Please list all lines of the material below in which the string "face" occurs.

········

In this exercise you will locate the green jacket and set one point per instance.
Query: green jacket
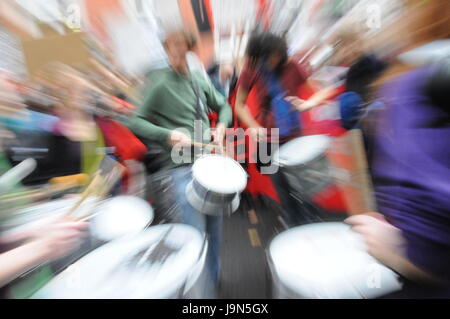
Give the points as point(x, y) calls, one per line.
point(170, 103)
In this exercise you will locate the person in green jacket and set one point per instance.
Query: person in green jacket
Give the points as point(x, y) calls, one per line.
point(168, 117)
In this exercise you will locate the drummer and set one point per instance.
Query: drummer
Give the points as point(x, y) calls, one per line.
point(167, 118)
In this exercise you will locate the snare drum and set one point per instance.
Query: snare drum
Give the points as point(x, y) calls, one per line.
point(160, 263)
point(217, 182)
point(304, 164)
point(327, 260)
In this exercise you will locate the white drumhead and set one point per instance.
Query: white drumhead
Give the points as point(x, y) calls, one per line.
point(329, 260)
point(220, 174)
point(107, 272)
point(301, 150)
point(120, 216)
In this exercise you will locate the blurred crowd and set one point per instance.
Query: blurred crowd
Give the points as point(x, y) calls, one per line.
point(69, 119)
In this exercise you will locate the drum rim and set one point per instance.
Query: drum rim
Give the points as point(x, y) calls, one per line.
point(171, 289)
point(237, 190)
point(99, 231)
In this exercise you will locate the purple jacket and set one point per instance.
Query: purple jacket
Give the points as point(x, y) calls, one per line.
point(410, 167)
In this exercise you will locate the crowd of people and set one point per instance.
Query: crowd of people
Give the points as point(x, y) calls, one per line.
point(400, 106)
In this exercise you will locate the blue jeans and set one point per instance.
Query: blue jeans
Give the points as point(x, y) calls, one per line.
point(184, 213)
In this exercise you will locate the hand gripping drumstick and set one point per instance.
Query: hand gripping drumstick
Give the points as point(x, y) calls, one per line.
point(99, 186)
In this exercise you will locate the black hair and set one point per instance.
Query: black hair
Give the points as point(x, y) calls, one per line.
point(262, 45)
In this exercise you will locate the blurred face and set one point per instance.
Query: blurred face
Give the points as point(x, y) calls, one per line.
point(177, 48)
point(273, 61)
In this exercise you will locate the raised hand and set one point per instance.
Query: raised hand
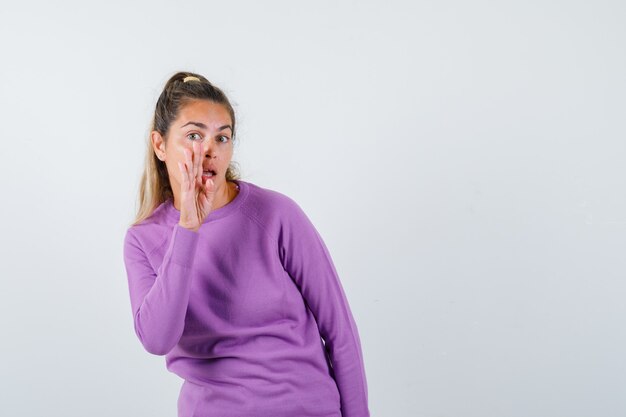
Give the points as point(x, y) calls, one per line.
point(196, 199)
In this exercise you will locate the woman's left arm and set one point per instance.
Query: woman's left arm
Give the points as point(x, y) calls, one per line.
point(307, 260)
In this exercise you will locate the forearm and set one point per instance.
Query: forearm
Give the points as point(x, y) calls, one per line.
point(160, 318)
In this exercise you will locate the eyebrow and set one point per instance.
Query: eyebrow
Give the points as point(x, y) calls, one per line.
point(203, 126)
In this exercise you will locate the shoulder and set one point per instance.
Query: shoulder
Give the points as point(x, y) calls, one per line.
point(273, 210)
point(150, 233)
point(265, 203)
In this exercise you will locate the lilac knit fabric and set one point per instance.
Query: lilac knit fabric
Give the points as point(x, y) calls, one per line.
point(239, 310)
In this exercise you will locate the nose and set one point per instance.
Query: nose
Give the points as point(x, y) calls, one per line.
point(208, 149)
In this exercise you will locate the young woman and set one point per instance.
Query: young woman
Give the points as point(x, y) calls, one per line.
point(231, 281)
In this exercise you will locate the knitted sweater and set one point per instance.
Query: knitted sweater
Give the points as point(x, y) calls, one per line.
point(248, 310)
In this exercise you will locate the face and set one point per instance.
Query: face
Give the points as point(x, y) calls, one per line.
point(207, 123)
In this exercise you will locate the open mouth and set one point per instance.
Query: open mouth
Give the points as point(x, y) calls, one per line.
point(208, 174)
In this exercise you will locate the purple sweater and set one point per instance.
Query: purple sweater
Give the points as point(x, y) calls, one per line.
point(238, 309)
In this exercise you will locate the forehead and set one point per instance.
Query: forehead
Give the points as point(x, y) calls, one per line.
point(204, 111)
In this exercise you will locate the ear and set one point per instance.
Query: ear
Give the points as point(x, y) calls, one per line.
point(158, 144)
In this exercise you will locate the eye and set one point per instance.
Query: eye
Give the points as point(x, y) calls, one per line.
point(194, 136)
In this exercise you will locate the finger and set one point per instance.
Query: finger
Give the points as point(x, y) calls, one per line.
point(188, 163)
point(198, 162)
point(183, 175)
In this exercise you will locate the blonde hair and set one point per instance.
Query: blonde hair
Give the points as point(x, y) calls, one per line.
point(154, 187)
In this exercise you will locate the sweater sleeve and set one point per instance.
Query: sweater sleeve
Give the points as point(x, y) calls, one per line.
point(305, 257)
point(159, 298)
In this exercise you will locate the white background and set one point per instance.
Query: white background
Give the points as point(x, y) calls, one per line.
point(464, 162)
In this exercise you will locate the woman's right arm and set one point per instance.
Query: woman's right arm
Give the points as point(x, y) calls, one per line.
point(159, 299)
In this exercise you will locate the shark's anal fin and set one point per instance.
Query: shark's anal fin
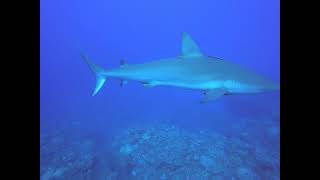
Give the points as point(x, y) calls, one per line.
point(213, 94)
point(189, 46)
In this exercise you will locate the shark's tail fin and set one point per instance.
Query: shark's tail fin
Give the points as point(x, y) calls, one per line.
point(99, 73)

········

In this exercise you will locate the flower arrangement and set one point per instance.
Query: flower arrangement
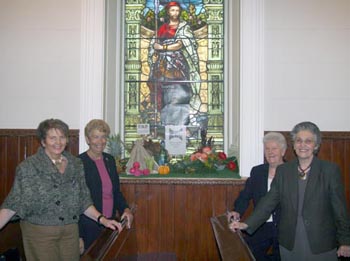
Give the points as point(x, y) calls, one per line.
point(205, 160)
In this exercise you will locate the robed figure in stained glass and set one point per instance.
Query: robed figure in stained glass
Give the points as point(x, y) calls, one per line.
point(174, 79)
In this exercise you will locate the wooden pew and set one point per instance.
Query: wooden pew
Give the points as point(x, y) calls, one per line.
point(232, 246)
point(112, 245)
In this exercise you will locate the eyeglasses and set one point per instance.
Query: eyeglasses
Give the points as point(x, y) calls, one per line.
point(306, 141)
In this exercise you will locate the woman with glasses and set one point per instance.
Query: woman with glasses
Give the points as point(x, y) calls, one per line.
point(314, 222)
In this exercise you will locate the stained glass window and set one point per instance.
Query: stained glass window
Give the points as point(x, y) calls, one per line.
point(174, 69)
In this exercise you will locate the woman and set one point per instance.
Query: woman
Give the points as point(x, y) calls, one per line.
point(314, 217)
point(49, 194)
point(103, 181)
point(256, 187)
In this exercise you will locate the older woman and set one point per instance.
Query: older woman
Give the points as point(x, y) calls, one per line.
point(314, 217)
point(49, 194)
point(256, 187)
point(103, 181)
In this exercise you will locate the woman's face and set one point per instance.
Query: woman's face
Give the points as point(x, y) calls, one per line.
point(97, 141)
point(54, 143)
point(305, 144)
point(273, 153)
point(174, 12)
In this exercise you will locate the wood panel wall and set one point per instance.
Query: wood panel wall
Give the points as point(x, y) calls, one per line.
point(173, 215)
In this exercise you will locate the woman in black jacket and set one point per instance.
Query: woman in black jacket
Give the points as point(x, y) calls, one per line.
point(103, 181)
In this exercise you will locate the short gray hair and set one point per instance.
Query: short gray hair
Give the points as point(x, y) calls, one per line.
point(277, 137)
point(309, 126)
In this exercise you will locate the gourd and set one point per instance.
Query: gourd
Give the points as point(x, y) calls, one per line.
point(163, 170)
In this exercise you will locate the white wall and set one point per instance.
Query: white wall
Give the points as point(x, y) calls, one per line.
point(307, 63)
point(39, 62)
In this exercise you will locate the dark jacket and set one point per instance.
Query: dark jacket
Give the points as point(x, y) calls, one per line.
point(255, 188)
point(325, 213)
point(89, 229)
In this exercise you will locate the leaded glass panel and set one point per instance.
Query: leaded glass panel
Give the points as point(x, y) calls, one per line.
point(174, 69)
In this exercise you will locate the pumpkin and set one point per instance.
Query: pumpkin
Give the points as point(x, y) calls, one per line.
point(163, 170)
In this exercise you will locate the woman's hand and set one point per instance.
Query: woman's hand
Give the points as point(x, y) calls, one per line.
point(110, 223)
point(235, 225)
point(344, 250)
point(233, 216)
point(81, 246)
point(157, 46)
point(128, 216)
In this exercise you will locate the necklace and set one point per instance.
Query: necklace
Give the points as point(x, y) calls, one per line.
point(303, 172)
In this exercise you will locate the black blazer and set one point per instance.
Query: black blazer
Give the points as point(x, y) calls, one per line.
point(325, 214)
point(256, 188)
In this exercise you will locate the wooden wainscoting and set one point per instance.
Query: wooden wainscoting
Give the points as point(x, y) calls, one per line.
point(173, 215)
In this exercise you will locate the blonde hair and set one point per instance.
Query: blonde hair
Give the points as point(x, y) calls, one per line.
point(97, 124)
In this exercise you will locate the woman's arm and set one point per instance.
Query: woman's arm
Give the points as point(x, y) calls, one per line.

········

• [Exercise result]
In this exercise you will locate the blurred face and set one point per instance.
Query: blurred face
In this exercise you will locate the face and set one point per instance.
Query: face
In this exercise you will locate the woman's face and set one point per instance.
Query: woman's face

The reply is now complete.